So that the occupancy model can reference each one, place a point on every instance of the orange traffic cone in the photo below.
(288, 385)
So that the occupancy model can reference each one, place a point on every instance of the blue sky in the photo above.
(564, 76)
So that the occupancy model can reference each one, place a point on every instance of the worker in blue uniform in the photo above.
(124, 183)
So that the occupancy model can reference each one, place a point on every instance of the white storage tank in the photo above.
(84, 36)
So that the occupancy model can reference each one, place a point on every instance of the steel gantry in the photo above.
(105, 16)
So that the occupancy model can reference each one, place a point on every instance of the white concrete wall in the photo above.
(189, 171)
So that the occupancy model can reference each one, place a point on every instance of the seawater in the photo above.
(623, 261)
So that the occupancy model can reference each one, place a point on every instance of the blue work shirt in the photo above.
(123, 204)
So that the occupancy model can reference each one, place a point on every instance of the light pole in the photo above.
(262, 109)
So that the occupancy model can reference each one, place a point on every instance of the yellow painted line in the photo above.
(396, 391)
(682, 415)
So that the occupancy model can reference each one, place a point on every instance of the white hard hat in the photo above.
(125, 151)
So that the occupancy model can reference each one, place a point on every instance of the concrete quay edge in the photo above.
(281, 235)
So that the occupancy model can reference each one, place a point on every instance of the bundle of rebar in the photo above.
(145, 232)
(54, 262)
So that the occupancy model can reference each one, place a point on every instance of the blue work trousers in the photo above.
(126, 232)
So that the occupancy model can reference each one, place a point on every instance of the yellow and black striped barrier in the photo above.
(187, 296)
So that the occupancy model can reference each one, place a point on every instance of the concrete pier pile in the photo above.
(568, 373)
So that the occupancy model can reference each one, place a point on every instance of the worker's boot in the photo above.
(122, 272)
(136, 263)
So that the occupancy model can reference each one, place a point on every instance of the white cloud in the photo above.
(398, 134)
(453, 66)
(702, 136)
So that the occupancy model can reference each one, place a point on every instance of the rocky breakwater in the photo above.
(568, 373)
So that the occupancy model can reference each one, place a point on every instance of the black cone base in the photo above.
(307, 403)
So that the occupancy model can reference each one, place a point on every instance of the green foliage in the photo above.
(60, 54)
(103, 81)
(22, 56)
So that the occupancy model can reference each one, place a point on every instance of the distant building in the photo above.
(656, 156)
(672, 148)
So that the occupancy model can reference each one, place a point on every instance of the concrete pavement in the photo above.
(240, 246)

--

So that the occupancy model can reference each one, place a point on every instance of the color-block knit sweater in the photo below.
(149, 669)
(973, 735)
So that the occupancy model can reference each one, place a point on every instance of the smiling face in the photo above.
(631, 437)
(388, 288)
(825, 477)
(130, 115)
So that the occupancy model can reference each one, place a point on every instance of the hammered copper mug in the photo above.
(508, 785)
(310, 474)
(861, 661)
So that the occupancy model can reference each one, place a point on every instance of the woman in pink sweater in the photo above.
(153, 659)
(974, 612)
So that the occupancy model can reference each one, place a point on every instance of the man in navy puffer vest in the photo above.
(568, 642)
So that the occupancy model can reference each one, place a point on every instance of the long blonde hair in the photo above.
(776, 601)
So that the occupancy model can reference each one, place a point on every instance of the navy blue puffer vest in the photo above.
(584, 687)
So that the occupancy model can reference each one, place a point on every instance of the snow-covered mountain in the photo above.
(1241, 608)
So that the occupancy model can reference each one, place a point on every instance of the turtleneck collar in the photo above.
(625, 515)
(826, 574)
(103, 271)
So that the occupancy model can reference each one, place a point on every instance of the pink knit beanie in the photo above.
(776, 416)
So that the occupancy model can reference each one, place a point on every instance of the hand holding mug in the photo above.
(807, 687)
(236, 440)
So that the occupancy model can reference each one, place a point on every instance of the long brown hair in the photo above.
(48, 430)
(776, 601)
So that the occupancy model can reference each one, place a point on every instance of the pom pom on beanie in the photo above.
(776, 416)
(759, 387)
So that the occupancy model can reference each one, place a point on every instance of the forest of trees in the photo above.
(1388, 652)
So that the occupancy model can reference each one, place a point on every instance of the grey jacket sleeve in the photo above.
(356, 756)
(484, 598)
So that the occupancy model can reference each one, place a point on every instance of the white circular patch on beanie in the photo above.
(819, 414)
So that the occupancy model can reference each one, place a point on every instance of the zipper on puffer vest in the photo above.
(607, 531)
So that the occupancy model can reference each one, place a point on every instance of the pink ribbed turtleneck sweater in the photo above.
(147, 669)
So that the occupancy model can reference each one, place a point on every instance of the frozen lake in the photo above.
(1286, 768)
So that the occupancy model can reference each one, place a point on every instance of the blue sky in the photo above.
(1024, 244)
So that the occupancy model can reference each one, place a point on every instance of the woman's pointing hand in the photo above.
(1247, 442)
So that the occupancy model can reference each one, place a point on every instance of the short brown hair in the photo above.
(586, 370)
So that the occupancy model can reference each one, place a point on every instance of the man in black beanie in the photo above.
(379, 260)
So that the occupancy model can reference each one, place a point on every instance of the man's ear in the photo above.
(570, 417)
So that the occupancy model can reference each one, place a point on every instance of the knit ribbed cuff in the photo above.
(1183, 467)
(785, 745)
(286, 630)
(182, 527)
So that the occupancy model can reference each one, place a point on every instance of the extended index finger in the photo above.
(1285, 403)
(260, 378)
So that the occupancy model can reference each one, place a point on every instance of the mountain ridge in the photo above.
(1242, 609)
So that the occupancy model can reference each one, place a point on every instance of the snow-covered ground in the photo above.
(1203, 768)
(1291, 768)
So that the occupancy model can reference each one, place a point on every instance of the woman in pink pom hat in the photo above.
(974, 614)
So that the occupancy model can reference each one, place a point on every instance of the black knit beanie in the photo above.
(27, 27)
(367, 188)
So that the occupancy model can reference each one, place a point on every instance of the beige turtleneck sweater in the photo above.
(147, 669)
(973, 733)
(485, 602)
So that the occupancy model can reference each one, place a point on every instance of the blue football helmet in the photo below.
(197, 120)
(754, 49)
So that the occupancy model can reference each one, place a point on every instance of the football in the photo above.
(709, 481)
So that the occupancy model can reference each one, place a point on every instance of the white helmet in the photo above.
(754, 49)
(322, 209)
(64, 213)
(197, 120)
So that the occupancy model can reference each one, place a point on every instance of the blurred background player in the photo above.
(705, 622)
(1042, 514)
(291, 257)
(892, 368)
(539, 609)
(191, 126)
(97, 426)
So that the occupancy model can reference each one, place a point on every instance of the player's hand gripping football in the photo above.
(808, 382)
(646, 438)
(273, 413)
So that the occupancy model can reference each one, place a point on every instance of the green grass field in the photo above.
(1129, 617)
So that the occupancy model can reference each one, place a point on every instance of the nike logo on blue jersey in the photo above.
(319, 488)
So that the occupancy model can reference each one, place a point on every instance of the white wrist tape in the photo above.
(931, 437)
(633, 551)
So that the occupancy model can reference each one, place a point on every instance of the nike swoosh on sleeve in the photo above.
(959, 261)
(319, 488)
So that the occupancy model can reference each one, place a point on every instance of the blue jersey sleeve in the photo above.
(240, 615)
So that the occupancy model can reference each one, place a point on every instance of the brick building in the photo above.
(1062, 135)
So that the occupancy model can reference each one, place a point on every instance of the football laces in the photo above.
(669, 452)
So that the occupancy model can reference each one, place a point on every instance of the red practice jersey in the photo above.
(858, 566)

* * *

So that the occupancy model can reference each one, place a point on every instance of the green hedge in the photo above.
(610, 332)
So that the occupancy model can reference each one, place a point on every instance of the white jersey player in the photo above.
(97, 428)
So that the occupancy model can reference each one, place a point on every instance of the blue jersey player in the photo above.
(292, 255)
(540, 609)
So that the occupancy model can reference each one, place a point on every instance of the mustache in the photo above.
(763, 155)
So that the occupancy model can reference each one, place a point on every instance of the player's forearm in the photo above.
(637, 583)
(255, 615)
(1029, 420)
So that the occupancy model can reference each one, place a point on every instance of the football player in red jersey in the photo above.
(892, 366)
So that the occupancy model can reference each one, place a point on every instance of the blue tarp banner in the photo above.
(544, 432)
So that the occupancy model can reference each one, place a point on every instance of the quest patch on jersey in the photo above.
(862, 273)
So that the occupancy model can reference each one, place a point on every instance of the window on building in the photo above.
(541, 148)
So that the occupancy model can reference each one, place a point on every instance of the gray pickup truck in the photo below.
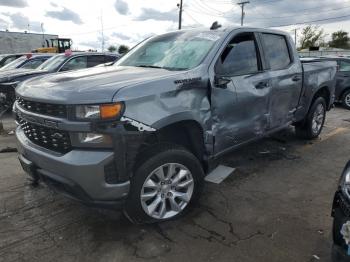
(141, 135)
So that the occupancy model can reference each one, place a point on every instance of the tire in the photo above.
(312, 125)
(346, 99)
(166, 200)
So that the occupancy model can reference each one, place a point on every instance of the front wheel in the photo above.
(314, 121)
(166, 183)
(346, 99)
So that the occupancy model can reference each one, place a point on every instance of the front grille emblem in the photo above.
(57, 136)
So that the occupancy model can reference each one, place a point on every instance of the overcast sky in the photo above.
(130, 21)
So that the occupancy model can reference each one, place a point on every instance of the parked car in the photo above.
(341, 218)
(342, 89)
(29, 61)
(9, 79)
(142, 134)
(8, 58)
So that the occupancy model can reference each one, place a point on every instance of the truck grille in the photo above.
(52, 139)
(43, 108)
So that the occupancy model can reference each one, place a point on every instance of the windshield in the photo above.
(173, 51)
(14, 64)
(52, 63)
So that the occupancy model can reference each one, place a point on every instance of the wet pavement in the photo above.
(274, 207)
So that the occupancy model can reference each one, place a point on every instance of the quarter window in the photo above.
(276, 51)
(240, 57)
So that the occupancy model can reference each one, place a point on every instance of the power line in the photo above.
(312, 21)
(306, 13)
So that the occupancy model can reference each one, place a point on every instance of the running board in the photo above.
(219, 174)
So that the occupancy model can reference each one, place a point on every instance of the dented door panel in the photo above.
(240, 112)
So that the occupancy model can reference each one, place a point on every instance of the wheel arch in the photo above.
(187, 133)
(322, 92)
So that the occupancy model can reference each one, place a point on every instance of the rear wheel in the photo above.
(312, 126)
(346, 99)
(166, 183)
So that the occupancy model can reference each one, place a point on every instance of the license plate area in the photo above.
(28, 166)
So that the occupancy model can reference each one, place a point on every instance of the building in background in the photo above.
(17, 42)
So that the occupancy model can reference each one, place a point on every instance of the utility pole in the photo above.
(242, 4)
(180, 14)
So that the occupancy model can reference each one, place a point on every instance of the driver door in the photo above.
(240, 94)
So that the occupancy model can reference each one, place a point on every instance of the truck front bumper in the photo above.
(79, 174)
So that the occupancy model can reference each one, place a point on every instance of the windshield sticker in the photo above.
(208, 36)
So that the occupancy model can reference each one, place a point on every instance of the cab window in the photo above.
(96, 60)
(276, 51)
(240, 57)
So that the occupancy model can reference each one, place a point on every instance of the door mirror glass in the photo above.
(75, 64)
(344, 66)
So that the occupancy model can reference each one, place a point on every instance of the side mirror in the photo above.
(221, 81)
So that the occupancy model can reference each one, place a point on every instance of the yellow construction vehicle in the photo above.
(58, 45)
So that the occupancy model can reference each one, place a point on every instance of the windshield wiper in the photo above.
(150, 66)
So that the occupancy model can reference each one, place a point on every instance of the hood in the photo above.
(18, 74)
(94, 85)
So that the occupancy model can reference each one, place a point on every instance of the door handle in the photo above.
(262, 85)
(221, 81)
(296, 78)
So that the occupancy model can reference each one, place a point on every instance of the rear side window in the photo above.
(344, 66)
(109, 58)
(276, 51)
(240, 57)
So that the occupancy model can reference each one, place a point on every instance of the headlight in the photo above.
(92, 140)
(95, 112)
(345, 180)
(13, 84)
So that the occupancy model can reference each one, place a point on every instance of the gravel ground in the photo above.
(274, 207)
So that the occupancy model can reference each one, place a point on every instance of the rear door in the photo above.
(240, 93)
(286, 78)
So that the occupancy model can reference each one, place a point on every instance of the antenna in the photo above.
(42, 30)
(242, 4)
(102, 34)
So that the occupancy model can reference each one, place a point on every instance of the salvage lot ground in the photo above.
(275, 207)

O que produzir: Filtre o material acima, mantendo apenas as linhas que contêm a palavra "cone", e copie-as sem alterações.

Exercício resolvido:
So that the occupancy model can reference each one, place a point on every instance of the orange traffic cone in the photo below.
So that the occupancy model can reference each one, place a point on every instance of the black cone base in the photo above.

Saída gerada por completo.